• Task details:
The listing that follows should be reproduced exactly, line for line.

Data section start

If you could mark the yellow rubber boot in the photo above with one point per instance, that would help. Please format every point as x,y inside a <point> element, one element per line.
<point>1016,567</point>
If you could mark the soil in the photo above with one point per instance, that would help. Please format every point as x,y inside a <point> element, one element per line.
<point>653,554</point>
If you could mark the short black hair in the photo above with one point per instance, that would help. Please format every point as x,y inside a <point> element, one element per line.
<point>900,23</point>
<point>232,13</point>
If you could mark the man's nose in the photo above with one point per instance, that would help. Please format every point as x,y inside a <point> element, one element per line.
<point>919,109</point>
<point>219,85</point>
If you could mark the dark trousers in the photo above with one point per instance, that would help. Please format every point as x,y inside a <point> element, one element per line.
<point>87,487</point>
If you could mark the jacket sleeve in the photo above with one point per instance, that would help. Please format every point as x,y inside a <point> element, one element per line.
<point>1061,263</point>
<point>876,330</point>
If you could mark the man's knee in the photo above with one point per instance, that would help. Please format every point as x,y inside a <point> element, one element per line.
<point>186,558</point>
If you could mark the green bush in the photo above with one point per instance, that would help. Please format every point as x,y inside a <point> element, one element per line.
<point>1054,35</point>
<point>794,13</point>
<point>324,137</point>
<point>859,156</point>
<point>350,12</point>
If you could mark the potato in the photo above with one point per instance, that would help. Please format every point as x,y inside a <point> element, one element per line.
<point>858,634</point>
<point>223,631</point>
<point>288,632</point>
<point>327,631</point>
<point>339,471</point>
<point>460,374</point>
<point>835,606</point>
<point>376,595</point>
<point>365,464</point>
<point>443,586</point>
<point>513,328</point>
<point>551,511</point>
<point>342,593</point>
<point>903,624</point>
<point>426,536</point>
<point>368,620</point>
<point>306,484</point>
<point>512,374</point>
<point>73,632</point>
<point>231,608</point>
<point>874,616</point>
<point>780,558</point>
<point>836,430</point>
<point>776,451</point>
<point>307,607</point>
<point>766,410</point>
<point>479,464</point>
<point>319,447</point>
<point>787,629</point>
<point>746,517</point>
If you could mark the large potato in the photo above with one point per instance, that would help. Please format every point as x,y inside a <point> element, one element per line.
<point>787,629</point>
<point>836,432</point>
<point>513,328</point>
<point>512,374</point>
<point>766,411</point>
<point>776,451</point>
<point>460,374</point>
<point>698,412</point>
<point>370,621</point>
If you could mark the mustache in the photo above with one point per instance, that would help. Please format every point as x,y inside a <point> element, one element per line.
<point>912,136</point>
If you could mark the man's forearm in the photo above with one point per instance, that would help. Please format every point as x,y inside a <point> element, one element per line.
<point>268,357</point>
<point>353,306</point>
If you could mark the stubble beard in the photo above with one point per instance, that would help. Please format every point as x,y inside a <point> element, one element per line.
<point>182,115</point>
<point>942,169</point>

Data section end

• Output below:
If you could mark the yellow rubber boot in the photo above with one point per instance, that would help. Please format every point as x,y inside a <point> element, one element per line.
<point>1016,567</point>
If you could mark the soil in the photo above with one point per instance, that would help. Please format every point as x,y inside a <point> element, one element per line.
<point>653,554</point>
If you could mark the short black hair in the photo above with one point per instance, that would help. Please format every point as x,y inside a <point> element, one element per line.
<point>900,23</point>
<point>232,13</point>
If you could mark the man's nose in the photo above with one point per instance, that would help. Please format every point as x,y inside a <point> element, one element per line.
<point>919,109</point>
<point>219,85</point>
If you could mark the dark trousers in the photo above with one point per instance, that would help. Please format every point as x,y inside a <point> element, one element per line.
<point>87,487</point>
If you could mark the jacket sleeve in the photo above with one point per instance, that would help. Please format every point as x,y inside a <point> element, one element per line.
<point>1061,263</point>
<point>876,330</point>
If you could mark the man's knee in the photo above with one point per instance, that would help. Please format every point as x,y inside a <point> element, one element per line.
<point>186,558</point>
If you could mark the green bush in the photo above with one point per instance, that would help. Please format every point as x,y inside a <point> element, one element per line.
<point>1054,35</point>
<point>794,13</point>
<point>324,137</point>
<point>859,156</point>
<point>350,12</point>
If you could mark the potato in the photo above with one point per instance, that would help. Please format every point as x,y inside a <point> element, one element per line.
<point>858,634</point>
<point>223,631</point>
<point>288,632</point>
<point>327,631</point>
<point>339,471</point>
<point>460,374</point>
<point>835,606</point>
<point>376,595</point>
<point>365,464</point>
<point>443,586</point>
<point>513,328</point>
<point>551,511</point>
<point>342,593</point>
<point>903,624</point>
<point>426,536</point>
<point>368,620</point>
<point>306,484</point>
<point>512,374</point>
<point>73,632</point>
<point>231,608</point>
<point>874,616</point>
<point>780,558</point>
<point>836,430</point>
<point>776,451</point>
<point>307,607</point>
<point>766,410</point>
<point>479,464</point>
<point>319,447</point>
<point>787,629</point>
<point>746,517</point>
If you could mark the large potato in the photo above with one point per instance, that would help. Please format every point as x,y inside a <point> element, one element per line.
<point>787,629</point>
<point>836,432</point>
<point>513,328</point>
<point>512,374</point>
<point>766,411</point>
<point>776,451</point>
<point>460,374</point>
<point>698,412</point>
<point>370,621</point>
If you could mark the mustache in the photo above with one point per instance, that would help. Please format every point as x,y inside a <point> element, one element per line.
<point>912,136</point>
If you could mark the man's forearm in the photo above with one point per instance, that would help. Please format every point as x,y inside a <point> element, one element per line.
<point>268,357</point>
<point>353,306</point>
If you could mark the stubble beard in the photo above with one point per instance, that would help. Please format every point as x,y inside a <point> element, one element per line.
<point>182,115</point>
<point>942,169</point>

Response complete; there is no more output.